** Opening Supplied material block **
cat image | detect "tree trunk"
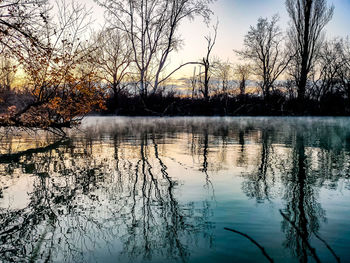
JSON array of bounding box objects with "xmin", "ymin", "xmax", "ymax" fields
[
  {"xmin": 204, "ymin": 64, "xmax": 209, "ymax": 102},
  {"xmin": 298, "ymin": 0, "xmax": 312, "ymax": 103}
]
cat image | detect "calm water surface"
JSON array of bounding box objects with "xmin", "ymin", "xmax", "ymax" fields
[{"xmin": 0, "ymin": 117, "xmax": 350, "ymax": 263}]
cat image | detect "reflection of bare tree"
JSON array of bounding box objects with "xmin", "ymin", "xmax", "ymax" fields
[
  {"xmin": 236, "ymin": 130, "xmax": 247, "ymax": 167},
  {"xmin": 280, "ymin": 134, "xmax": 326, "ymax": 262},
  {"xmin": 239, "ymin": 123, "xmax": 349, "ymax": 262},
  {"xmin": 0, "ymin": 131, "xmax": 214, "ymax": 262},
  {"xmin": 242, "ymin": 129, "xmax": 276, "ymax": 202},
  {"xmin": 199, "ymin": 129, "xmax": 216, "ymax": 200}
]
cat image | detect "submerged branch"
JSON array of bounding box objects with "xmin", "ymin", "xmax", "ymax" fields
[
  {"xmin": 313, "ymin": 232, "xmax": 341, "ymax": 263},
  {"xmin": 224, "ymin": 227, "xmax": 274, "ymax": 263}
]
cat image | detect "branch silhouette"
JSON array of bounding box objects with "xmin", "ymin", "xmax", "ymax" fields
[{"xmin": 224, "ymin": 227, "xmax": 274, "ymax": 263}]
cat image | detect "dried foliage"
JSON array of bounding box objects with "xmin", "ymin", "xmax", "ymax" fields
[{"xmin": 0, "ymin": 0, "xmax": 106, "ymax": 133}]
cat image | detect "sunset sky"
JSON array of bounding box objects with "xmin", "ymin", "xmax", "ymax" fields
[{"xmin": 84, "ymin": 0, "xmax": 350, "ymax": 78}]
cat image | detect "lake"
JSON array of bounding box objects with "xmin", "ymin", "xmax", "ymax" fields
** Closing Supplied material block **
Exercise directions
The answer is the complete set of records, copied exactly, with pictures omitted.

Output
cat image | detect "tree trunk"
JSON array of bounding box objects with "xmin", "ymin", "xmax", "ymax" fields
[
  {"xmin": 204, "ymin": 64, "xmax": 209, "ymax": 102},
  {"xmin": 298, "ymin": 0, "xmax": 312, "ymax": 103}
]
cat image | detect "calm water surface"
JSON array of bounding box objects with "xmin", "ymin", "xmax", "ymax" fields
[{"xmin": 0, "ymin": 117, "xmax": 350, "ymax": 263}]
cat image | detect "reflection of bare tree"
JSON array of bounding box objects with "xmin", "ymin", "xmax", "ymax" fields
[
  {"xmin": 236, "ymin": 130, "xmax": 247, "ymax": 167},
  {"xmin": 280, "ymin": 134, "xmax": 326, "ymax": 262},
  {"xmin": 239, "ymin": 123, "xmax": 349, "ymax": 262},
  {"xmin": 0, "ymin": 131, "xmax": 214, "ymax": 262},
  {"xmin": 242, "ymin": 129, "xmax": 276, "ymax": 202},
  {"xmin": 199, "ymin": 129, "xmax": 216, "ymax": 200}
]
cat image | detect "submerged branch"
JSON array of bounding box objects with "xmin", "ymin", "xmax", "ymax" fields
[
  {"xmin": 313, "ymin": 232, "xmax": 341, "ymax": 263},
  {"xmin": 224, "ymin": 227, "xmax": 274, "ymax": 263}
]
cat image | detect "branch silhouette"
JSON array of bounding box objects with "xmin", "ymin", "xmax", "ymax" fields
[{"xmin": 224, "ymin": 227, "xmax": 274, "ymax": 263}]
cat image | detect "dried foliage"
JSON array of bounding box objects with "xmin", "ymin", "xmax", "ymax" fields
[{"xmin": 0, "ymin": 0, "xmax": 106, "ymax": 133}]
cat image | detect "sunset sky"
JSON array of bounding box objects with "xmin", "ymin", "xmax", "ymax" fields
[{"xmin": 84, "ymin": 0, "xmax": 350, "ymax": 78}]
cat image | detect "lake"
JSON array of bounding box objects with "xmin", "ymin", "xmax", "ymax" fields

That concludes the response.